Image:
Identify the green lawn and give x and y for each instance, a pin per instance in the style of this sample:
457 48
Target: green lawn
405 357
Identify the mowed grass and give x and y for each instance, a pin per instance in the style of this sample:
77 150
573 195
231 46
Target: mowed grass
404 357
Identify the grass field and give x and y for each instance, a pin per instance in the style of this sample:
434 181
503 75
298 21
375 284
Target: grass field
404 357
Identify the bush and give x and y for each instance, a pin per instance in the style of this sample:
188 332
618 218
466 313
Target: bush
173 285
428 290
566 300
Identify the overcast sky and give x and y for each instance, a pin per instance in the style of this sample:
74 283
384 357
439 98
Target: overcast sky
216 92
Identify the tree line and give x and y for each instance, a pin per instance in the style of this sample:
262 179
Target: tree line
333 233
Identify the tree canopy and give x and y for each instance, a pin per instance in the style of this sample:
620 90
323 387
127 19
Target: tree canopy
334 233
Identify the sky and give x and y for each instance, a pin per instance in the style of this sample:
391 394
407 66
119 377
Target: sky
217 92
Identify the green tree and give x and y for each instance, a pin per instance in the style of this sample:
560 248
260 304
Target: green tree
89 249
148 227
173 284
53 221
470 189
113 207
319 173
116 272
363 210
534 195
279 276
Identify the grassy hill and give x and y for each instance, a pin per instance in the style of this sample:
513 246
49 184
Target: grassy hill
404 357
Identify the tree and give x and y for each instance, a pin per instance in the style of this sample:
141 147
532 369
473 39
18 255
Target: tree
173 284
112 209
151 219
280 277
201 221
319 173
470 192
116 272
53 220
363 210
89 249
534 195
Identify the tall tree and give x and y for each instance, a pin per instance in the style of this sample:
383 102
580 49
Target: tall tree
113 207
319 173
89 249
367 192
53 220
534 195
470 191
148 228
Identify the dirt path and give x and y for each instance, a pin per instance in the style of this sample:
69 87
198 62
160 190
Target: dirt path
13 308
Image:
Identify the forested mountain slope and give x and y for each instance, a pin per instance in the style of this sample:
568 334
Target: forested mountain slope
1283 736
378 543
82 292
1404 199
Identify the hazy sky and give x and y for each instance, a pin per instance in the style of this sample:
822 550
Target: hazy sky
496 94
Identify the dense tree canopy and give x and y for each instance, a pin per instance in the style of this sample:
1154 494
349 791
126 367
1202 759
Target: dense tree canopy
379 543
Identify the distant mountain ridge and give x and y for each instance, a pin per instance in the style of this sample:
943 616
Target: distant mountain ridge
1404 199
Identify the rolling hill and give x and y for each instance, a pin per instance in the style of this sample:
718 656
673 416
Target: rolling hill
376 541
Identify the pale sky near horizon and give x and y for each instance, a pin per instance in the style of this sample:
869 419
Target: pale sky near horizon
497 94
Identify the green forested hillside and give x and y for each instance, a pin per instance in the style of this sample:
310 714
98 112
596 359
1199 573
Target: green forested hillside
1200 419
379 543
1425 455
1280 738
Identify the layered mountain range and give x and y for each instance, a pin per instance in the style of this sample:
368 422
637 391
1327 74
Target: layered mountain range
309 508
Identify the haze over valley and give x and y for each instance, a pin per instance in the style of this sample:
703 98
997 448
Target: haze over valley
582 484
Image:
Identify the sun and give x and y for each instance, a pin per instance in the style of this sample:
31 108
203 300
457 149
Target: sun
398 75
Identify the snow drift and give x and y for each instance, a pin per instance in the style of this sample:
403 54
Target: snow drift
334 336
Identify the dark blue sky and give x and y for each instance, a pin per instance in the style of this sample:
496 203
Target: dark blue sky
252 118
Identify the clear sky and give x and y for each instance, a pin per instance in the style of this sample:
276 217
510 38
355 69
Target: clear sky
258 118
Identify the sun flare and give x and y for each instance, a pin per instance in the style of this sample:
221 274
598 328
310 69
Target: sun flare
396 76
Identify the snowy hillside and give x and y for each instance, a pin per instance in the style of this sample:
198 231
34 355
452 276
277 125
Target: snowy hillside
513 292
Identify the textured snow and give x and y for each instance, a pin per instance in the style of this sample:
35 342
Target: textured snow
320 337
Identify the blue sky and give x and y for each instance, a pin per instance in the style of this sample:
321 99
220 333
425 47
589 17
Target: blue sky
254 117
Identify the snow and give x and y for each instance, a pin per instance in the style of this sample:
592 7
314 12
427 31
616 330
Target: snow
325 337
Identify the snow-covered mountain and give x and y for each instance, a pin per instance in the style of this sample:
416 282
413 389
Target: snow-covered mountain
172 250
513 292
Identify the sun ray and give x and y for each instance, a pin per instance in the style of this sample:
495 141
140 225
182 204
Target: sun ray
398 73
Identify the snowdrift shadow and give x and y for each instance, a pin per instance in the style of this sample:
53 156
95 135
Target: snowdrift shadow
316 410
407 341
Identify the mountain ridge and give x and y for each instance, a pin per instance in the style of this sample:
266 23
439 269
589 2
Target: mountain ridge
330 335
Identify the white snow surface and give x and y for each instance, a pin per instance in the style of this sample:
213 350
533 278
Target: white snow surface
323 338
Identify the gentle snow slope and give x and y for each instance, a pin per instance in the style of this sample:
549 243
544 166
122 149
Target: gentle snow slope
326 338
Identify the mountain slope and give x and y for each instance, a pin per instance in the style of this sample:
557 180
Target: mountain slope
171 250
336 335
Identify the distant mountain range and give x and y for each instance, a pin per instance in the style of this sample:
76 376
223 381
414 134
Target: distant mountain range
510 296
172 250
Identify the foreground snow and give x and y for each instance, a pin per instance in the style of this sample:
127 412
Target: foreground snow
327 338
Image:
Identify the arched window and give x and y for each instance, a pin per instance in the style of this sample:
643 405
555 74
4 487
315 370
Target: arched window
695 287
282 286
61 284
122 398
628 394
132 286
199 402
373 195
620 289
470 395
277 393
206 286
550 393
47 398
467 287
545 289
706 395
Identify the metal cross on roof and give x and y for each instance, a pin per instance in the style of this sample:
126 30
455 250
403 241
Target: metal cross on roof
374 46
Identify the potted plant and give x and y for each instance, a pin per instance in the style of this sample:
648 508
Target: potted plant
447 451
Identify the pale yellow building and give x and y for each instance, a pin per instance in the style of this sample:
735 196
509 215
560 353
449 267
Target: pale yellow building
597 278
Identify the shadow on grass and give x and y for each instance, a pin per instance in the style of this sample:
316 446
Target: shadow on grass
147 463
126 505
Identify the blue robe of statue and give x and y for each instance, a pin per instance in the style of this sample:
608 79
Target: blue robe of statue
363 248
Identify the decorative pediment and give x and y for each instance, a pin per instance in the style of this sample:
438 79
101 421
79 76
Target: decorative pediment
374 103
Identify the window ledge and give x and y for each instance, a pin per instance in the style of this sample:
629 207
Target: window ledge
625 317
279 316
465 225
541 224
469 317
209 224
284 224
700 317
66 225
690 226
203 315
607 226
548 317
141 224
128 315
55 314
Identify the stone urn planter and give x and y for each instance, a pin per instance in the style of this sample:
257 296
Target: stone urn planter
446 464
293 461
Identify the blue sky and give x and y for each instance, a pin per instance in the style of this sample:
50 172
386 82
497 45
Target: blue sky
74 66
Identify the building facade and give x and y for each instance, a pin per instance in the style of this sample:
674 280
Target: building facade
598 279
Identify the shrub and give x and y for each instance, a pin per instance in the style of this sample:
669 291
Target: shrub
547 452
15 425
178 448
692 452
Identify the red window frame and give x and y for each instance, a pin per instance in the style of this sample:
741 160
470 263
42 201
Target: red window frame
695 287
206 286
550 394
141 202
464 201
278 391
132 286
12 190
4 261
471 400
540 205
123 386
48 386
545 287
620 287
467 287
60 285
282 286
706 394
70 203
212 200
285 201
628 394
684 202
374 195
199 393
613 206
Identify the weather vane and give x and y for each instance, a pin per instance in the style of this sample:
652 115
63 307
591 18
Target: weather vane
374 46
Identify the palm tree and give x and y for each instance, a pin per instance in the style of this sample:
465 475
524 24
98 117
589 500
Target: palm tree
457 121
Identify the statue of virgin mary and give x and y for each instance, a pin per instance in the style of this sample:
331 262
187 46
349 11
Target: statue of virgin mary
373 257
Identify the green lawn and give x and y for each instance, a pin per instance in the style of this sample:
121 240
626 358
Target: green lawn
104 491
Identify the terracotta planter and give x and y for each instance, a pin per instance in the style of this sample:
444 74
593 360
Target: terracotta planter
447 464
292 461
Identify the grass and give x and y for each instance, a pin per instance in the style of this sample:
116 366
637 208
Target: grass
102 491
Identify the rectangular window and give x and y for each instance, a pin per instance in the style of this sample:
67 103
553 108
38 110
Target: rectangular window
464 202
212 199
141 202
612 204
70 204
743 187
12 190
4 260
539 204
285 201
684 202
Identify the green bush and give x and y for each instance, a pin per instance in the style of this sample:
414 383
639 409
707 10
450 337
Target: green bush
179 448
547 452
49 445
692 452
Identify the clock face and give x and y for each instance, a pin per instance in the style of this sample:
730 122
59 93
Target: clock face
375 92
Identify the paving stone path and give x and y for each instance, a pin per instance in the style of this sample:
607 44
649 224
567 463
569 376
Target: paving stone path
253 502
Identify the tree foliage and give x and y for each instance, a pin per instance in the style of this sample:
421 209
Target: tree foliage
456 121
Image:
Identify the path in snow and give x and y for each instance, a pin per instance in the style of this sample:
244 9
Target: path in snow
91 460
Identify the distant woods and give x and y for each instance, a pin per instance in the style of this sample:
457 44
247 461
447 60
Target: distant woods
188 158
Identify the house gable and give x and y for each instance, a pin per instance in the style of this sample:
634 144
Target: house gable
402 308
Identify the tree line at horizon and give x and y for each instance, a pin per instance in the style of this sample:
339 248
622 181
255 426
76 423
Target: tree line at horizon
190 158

■ ■ ■

**Aim of the exercise:**
Above are the records; copy exactly the lines from the one with "Identify the distant woods" through the final line.

**Reply to the task:**
Identify the distant woods and give x and y for each instance, a pin per instance in the style of this sample:
457 44
247 461
447 60
Target: distant woods
188 158
Identify the house gable and give x and y for each instance, a pin per instance in the style of this sample:
634 144
Target: house gable
402 308
Identify the tree line at horizon and give x and y for each instance, a pin per instance in the style of this sample:
339 248
622 181
255 426
76 423
Target: tree line at horizon
190 158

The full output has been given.